» **Passage for review**:
____

Overnight, the little R next to a candidate’s name meant more than all that.
There are those who will try to explain this by pointing to Bedford’s alleged misdeeds, such as the time he was accused of using taxpayer dollars to run a water line to his hunting cabin or the failed state prosecution for allegedly coercing a county commission. to buy property from his friend or the $1.5 million football facility for which he procured government financing.
But voters knew all that the last time they sent Bedford back to Montgomery. And all of that pales in comparison to the doctor who was elected in his place, who, in one of his first acts in office, attempted to repeal a law named for a woman who died under his care. Stutts then tried to repeal a law close to Bedford’s heart — a law that required doctors to tell women about dense breast tissue on mammograms. Bedford had supported the law after his wife was diagnosed with breast cancer.
This is what the people in Senate District 6 chose.

____

» **Work instruction 1**:
According to the passage about Bedford and Stutts, what law did Bedford support after his wife was diagnosed with breast cancer?
» **Work instruction 2**:
Please extend the passage about Bedford and Stutts with a few more sentences that pick up after its final line.

» **Listed records**:
____

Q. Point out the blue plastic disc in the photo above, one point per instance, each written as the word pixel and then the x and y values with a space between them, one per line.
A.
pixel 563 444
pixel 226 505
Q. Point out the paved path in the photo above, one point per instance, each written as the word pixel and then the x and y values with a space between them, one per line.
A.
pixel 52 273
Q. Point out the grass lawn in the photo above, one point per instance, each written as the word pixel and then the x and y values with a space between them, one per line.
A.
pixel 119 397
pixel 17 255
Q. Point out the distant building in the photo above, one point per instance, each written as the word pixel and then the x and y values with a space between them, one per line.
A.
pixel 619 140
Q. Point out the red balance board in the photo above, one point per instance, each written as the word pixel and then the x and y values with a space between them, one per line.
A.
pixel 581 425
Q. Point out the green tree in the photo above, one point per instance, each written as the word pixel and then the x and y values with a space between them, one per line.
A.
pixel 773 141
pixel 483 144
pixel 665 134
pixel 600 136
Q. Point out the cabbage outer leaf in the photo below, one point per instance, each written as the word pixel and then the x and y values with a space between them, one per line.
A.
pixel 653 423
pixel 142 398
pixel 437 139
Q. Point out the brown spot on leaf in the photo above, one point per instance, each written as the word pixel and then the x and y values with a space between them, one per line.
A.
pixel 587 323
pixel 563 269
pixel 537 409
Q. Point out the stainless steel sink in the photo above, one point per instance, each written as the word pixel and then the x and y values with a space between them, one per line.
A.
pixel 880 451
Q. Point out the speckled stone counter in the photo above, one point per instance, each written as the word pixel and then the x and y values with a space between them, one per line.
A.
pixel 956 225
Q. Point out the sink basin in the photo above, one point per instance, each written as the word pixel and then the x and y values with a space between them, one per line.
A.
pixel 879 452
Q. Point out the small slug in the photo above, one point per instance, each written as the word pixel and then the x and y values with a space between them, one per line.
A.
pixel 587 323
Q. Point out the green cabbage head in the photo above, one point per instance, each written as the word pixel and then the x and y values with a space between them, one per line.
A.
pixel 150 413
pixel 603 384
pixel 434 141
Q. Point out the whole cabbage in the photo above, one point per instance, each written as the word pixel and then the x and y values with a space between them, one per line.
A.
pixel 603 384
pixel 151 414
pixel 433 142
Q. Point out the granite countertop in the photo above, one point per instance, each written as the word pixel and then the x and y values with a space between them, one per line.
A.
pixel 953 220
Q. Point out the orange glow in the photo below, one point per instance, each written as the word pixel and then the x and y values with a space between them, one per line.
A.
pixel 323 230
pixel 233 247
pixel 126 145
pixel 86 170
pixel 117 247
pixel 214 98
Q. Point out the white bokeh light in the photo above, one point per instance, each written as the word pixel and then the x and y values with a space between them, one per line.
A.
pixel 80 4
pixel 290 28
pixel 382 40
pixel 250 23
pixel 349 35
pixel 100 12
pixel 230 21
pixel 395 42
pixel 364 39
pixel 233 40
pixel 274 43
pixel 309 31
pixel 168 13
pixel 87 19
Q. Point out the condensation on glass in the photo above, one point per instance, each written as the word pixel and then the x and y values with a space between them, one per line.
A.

____

» **Exercise result 1**:
A law requiring doctors to tell women about dense breast tissue on mammograms.

» **Exercise result 2**:
No worker in this area is better off with Stutts. Especially not public school employees and teachers, as Stutz is pushing a massive “school choice” bill that would siphon hundreds of millions from their schools in a region where teacher union membership has been a source of pride. Especially not the thousands of construction workers, road builders, heavy equipment operators or their families, all now represented by a man who has opposed every infrastructure bill. Especially not those who can barely afford health care, as he went from a compassionate public servant who prioritized fully funding Medicaid and expanding it to a self-serving elitist who opposed expansion and tried to kill legalization of medical marijuana.
That’s the problem with Alabama politics. We have worried too long about party definition and too little about the real work of serving the public.
Love him or hate him, Roger Bedford knew better than anyone how to serve the people in his area. And I suspect, even if they won’t admit it, that 10 years later the people in his area know it better than anyone.